**Exercise brief**
A single number is expected: the count of lines in the entries below that contain "every".

***** Supplied records *****

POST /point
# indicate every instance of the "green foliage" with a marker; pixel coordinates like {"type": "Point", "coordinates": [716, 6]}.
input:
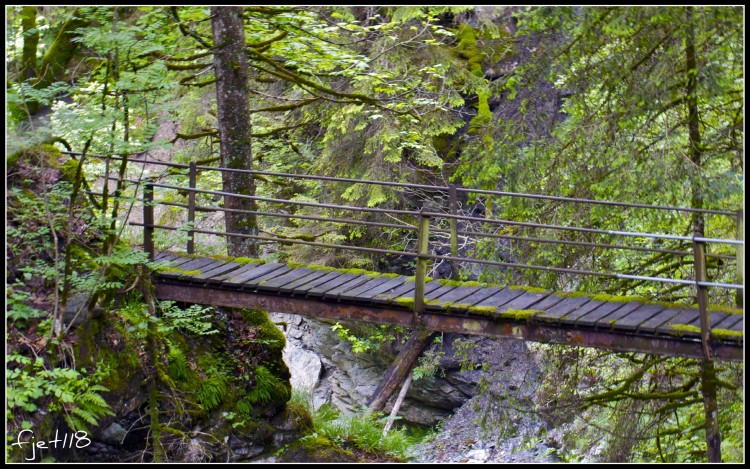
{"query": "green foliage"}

*****
***** Supplied records *****

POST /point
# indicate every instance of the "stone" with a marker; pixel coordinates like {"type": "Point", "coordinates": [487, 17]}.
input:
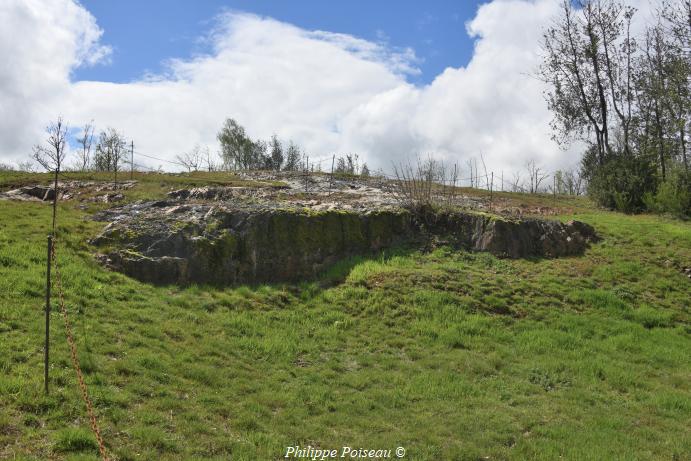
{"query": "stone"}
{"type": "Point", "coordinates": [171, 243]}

*****

**Solution for this problem**
2